*Задание 1*
Ответьте по отрывку об Оруэлле:
(а) Какого числа и года Оруэлла положили в бесплатную муниципальную больницу?
(б) Как он назвал очерк о больнице?
(в) Куда через два дня после поступления в больницу отправилась мадам Ано?
*Задание 2*
Допишите следующую часть отрывка об Оруэлле, начиная сразу после его последнего предложения.

*Отрывок*

· · · · ·

«Он подобрал ее в кафе», – пишут биографы. Ни имени, ни фамилии ее мы не знаем. Такого рода подробностей у скрытного Оруэлла мы и дальше не найдем. Известно лишь, что знакомство не было коротким: он даже так «запал» на девушку, что она просто переселилась к нему. Позже он простит ее и будет вспоминать о ней довольно добродушно. «Он однажды рассказал, – приводят его слова биографы, – что из всех девушек, которых он знал, прежде чем встретил жену, ему больше всего понравилась маленькая проститутка в Париже. Она была красивой, у нее была фигура, как у мальчика итонской породы, и она была желанной во всех отношениях… Но наступил момент, когда… эта великолепная особа испарилась со всем его имуществом… вообще со всем…»
Это была катастрофа! И случилась она не от того, что он оставил девицу без присмотра: выскочил в магазин, засиделся в читальном зале, – нет. Он впервые серьезно заболел, свалился с воспалением легких и на две недели загремел, как напишет, в «госпиталь Икс». На деле 7 марта 1929 года его уложили в бесплатную муниципальную больницу – в очередной ад его. Он опишет больницу в 1946-м, кстати, после последнего своего посещения Парижа, и, надо сказать, семнадцать пролетевших лет не выветрят из его памяти кошмарных подробностей «излечения». «Излечения» даже не от болезни – от наивных представлений о «добром мире» вокруг. Он ведь и очерк о больнице назовет спустя годы полувопросом – «Как умирают бедняки»…
В больницу попал с температурой под сорок. Но до него настолько никому не было дела, что, выдав ему ночную рубашку, фланелевый халат и не найдя тапочек его размера, его босиком поведут через ледяной больничный двор. «Сопровождающий ковылял впереди с фонарем, дорожная галька едва не примерзала к ступням, а ветер, как хлыстом, стегал меня по голым икрам». Самое поразительное, что все манипуляции с ним: банки на спину, горчичный компресс и прочее – проделывались как с манекеном, в полном молчании сестер и при общем возбуждении шестидесяти соседей по палате.
Можно долго рассказывать о его первом больничном опыте, а можно привести лишь один факт и всё понять. Он лежал в палате, где койки стояли так плотно, что дыхание людей едва ли не смешивалось, где царили грязь и вонь, где даже лежачим больным надо было самим не только опорожнять «утки», но, как и в тюрьмах, выносить по утрам общую парашу, которую здесь стыдливо называли «кастрюлькой». Сравнение с тюрьмой не случайно: когда в больницу доставили из реальной тюрьмы знаменитую мошенницу мадам Ано, то она – вот тот красноречивый пример! – двумя днями позже, ускользнув от санитаров, прикатила в чем была в свою же тюрьму, «объяснив, что там ей болеть куда удобнее». А Оруэлл, насмотревшись за две недели смертей, призна́ется в очерке, что лучше «принять насильственную смерть», чем умереть в бесплатной больнице. Он не знал еще – предметно не знал, – как выживают бедняки за заборами таких больниц. Об этом будет написана не статья – та самая книга, «Фунты лиха…».

· · · · ·

Данные локализации: одна точка на каждый экземпляр
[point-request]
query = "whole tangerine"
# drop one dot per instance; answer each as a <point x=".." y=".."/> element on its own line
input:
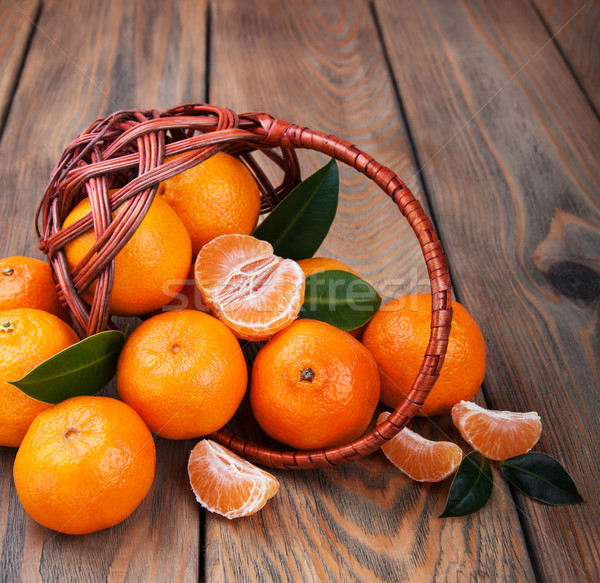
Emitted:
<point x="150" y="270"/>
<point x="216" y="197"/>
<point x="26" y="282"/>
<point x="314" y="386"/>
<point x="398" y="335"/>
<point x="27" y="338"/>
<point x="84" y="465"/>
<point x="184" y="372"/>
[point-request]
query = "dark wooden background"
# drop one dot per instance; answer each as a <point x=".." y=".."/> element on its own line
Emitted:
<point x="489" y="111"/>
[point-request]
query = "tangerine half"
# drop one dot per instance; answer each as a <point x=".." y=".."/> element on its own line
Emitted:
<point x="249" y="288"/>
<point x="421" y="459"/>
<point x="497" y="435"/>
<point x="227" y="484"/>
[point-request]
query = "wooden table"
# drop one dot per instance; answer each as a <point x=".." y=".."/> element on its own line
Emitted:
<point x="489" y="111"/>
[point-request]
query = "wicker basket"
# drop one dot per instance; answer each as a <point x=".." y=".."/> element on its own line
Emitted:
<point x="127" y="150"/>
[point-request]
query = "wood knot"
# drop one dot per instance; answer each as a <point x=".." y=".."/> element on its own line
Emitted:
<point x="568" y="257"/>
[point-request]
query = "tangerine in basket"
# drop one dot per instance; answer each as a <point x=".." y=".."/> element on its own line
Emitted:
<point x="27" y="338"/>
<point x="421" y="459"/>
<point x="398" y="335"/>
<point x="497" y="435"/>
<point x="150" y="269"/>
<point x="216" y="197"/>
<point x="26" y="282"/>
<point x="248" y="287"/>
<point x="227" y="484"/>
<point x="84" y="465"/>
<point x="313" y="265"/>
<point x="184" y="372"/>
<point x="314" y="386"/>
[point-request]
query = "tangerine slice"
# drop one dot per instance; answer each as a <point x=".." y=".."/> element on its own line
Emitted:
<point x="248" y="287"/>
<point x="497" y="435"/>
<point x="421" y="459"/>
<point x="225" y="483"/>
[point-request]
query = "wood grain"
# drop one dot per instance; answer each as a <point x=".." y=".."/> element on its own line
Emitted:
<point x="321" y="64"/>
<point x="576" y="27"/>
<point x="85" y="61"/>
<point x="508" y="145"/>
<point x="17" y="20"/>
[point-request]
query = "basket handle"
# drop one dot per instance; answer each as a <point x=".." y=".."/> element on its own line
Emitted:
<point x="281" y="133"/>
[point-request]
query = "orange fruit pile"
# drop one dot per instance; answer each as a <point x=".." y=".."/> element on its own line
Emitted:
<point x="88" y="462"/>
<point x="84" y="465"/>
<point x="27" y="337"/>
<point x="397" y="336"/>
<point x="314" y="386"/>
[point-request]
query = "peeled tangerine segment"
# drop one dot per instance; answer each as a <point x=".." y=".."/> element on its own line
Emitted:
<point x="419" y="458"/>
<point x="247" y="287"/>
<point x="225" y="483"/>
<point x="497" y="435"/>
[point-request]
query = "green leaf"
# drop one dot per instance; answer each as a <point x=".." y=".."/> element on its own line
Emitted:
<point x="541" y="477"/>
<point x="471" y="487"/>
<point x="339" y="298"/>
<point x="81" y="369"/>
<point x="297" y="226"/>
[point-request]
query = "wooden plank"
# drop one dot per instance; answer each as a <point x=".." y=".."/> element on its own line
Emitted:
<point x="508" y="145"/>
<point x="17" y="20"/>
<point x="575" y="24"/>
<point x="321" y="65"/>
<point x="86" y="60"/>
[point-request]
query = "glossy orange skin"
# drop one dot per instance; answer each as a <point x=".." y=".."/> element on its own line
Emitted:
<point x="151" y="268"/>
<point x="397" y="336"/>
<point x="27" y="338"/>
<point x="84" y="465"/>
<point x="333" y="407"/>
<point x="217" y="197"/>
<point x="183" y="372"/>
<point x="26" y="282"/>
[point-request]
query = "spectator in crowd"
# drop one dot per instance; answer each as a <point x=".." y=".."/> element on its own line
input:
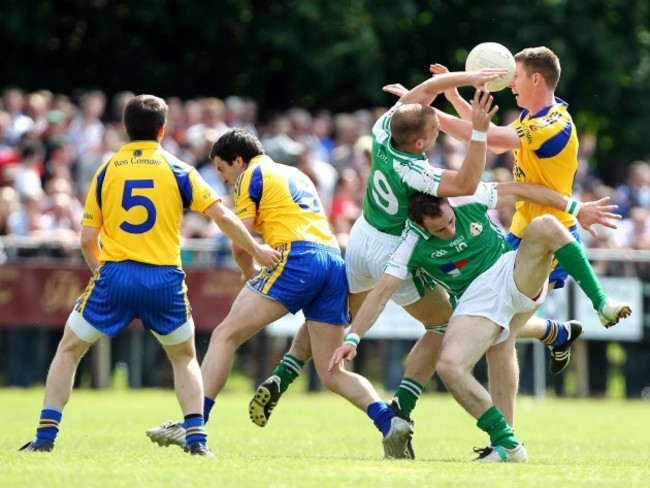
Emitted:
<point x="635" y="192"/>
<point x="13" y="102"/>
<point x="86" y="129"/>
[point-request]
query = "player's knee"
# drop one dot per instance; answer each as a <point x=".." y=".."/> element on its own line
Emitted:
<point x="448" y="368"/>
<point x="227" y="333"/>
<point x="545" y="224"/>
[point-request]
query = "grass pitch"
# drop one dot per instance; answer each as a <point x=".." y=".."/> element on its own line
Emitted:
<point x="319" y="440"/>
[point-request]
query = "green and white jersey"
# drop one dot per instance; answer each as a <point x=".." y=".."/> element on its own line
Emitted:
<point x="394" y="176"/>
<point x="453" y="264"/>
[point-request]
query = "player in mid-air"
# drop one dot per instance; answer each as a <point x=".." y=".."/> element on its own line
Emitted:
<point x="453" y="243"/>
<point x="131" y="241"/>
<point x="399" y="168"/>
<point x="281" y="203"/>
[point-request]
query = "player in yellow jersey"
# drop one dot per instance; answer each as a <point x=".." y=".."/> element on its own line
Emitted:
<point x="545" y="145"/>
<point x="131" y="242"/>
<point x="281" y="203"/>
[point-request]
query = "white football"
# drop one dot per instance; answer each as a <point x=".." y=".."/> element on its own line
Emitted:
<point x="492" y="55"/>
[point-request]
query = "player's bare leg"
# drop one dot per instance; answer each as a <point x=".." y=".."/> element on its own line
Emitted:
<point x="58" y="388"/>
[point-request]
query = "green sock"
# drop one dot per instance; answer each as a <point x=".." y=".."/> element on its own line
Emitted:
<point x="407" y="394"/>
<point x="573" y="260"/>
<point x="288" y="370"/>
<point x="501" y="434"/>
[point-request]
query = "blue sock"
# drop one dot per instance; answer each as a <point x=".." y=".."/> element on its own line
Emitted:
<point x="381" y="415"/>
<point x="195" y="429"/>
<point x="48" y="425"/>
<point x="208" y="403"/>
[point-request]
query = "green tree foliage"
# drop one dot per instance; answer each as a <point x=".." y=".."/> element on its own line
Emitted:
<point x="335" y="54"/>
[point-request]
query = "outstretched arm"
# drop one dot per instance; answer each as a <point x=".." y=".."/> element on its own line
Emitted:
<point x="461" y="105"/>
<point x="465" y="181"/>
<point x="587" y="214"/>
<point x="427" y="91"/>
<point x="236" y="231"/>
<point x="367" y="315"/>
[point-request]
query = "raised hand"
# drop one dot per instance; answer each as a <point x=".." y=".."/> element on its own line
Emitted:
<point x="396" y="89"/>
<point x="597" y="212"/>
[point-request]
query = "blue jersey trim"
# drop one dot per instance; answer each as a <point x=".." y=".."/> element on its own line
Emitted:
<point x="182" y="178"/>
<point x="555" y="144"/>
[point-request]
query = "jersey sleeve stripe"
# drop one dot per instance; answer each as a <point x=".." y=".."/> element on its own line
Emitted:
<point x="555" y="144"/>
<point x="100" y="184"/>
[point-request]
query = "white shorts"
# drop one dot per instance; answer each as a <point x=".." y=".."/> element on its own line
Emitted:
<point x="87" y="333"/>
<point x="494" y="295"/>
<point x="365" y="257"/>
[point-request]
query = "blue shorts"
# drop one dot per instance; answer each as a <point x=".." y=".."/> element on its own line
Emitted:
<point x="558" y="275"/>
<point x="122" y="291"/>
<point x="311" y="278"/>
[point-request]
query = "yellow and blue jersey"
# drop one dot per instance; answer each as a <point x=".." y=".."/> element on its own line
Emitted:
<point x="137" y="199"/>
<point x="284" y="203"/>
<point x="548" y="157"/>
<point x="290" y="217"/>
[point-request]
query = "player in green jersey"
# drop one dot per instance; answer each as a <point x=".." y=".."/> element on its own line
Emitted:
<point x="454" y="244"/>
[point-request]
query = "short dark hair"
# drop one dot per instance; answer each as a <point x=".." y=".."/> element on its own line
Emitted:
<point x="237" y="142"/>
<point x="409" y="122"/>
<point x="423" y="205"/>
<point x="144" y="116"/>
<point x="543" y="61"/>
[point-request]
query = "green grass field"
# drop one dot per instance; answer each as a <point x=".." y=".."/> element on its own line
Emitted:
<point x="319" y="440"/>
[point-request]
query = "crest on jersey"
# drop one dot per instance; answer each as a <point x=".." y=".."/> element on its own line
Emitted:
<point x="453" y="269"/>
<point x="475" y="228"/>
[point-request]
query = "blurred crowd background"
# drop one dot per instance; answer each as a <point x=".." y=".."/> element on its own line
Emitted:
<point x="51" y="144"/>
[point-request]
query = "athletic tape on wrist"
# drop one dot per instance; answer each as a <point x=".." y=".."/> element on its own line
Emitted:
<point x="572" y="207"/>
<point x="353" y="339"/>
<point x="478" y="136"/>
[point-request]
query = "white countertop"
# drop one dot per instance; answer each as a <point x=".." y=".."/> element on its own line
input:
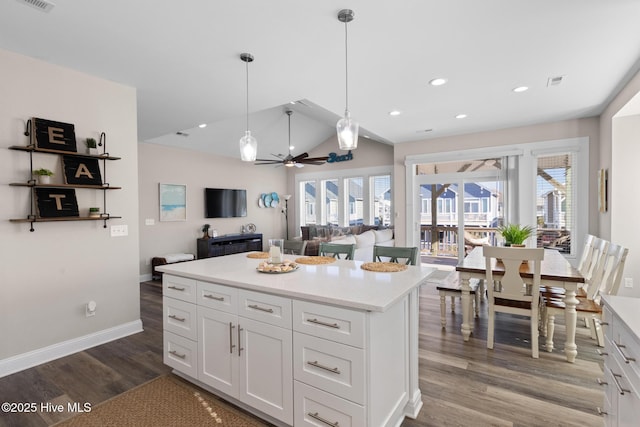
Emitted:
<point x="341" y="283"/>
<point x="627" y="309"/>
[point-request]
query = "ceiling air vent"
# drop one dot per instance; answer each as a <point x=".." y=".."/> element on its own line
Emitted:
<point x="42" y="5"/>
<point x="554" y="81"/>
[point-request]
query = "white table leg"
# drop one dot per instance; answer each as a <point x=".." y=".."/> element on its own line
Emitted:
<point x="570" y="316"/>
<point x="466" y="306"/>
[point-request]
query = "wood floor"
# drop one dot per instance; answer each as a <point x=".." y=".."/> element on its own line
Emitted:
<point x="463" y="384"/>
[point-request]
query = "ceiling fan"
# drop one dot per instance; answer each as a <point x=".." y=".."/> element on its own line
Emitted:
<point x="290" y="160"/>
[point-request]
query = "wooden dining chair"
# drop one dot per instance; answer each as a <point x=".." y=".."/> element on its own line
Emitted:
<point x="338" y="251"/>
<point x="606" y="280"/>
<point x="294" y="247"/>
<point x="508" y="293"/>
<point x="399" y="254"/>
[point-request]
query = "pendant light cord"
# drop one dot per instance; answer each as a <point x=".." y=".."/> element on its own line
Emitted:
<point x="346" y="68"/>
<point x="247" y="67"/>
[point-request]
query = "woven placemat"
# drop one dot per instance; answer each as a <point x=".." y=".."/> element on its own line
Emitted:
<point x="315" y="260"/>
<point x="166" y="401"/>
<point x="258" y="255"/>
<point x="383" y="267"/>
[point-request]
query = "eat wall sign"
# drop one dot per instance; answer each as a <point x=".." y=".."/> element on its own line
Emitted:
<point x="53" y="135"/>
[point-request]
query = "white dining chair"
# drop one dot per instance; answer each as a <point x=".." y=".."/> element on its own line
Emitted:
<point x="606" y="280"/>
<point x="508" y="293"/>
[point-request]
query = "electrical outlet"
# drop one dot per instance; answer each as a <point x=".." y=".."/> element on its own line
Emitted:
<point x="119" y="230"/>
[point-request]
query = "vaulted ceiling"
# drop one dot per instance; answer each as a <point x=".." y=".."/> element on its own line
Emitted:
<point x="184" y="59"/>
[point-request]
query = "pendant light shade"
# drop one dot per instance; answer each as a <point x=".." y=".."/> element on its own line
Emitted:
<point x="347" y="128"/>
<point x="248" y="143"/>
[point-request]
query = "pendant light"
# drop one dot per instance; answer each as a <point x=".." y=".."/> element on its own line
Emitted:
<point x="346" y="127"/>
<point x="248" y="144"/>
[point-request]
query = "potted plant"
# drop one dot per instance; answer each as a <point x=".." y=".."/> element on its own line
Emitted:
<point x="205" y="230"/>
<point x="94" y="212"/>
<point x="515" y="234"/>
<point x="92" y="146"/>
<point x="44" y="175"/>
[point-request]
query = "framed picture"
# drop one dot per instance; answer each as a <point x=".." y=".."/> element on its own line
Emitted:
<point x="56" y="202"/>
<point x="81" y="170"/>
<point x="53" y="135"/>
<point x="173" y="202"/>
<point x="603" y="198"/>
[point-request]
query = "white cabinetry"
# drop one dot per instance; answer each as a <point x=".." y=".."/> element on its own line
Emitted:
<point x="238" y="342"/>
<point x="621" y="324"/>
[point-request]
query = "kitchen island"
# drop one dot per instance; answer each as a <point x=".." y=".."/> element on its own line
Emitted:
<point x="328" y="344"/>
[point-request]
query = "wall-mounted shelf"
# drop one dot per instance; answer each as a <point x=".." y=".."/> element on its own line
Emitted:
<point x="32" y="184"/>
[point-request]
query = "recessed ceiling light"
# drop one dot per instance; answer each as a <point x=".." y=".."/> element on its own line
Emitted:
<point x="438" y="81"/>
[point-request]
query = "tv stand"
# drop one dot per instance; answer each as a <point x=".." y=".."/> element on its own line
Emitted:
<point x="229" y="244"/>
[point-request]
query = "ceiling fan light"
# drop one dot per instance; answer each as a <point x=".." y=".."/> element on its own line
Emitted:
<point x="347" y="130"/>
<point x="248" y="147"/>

· · · · ·

*Ответ 1*
(а) 7 марта 1929 года.
(б) «Как умирают бедняки».
(в) В свою же тюрьму.

*Ответ 2*
Вопрос из будущего: Как же все-таки она приходит – бессмертная особа по имени Бедность? Да еще в Париже – может, самом беспечном городе в том 1929-м?
Ответ из прошлого: Всё неожиданно… Предчувствовал, что рано или поздно это настигнет, ждал, робел, готовился, столько раз представлял. Думалось, простота – нет, поразительные сложности. Думалось, кошмар – нет, унылая серая скука… Открываешь еще одну непременную спутницу нищеты – потаенность…. Изворачиваешься враньем…
В.: Враньем кому? Себе?
О.: Перестаешь, например, отдавать белье в стирку, а на вопрос поймавшей тебя у подъезда прачки бормочешь нечто невразумительное, и прачка, убежденная, что ты переметнулся к ее конкурентке, с этого дня твой вечный враг. Хозяин табачной лавки интересуется, отчего ты стал меньше курить… Кончаются мыло и бритвы… И потом стол – пожалуй, гнуснейшая проблема… Идешь в булочную купить фунт хлеба… Но небрежная продавщица отрезает чуть больше: «Pardon, mоnsieur, – щебечет, – не возражаете побольше на два су?» Но в кармане ровно франк… Спасаешься паническим бегством… Решаешь франк потратить на килограмм картофеля, но одна из монет оказывается бельгийской, и зеленщик ее бракует. Выскальзываешь из лавки с тем, чтобы уже никогда там не появляться… Роятся планы схватить батон и сожрать на бегу.